* **Page text**:
----------------------------------------

Open smalyshev opened 6 years ago
@smalyshev I will need more information on this. Also, for both this and other issues, it would be a great benefit if you could provide a reproducer against the underlying blazegraph engine without a reliance on the wikidata components. That would make it much easier for us to spin up a test and diagnose a problem.
I'll add some logs soon (they're big so I'd need to extract and clean them up).
Also, for both this and other issues, it would be a great benefit if you could provide a reproducer against the underlying blazegraph engine without a reliance on the wikidata components.
Probably would not be easy for this one. It is random - I can not reproduce it individually but it happens about once per 100 items updated or so. And it happens with much higher frequency on busy servers (serving query traffic) than on idle ones. But I am not sure how one could isolate it, the set of servers where it happens seems to be random (though it's always the same triples that get dropped from the same item). If you have any ideas please suggest.
The problem itself is not connected to any Wikidata components - Updater just sends SPARQL queries which I will attach, and as you see from above, it's pretty simple triples with nothing special to them - but reproducing them without WDQS would be not easy, since again it's random and only happens occasionally. I could try to run production update traffic against Blazegraph instance without Wikidata modules, but since I can't run query traffic against it, I'm not sure it would even reproduce there. I am not even sure we have hardware now to support extra Blazegraph instance with full update traffic - our cloud hosts are not strong enough to handle this. And doing it outside Wikimedia is hard because our Kafka update streams are not available publicly.

----------------------------------------

[Items from a dataset]
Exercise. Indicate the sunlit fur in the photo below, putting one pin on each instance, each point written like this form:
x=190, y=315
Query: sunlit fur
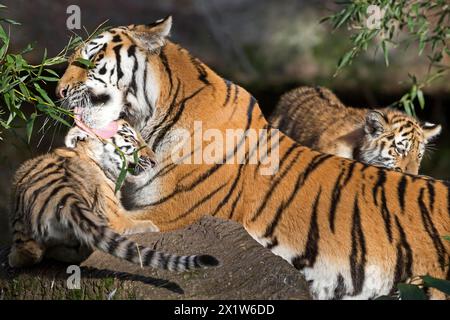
x=64, y=206
x=316, y=118
x=353, y=230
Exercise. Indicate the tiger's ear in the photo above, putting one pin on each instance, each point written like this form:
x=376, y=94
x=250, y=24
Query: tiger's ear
x=431, y=131
x=376, y=123
x=152, y=36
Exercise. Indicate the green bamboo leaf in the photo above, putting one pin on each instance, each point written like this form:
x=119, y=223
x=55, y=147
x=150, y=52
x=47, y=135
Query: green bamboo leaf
x=440, y=284
x=59, y=119
x=122, y=175
x=86, y=63
x=43, y=94
x=30, y=125
x=411, y=292
x=50, y=79
x=52, y=72
x=385, y=52
x=421, y=98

----------------------------------------

* **Exercise requirements**:
- A) Translate this sentence from the Blazegraph thread into Spanish: "And it happens with much higher frequency on busy servers (serving query traffic) than on idle ones."
- B) Rewrite the stretch of the Blazegraph thread from "Open smalyshev opened" through "diagnose a problem.", substituting "test case" for "reproducer".
These items have no connection to the Blazegraph thread.

* **Task results**:
- A) Y ocurre con una frecuencia mucho mayor en los servidores ocupados (que atienden tráfico de consultas) que en los inactivos.

- B)
Open smalyshev opened 6 years ago
@smalyshev I will need more information on this. Also, for both this and other issues, it would be a great benefit if you could provide a test case against the underlying blazegraph engine without a reliance on the wikidata components. That would make it much easier for us to spin up a test and diagnose a problem.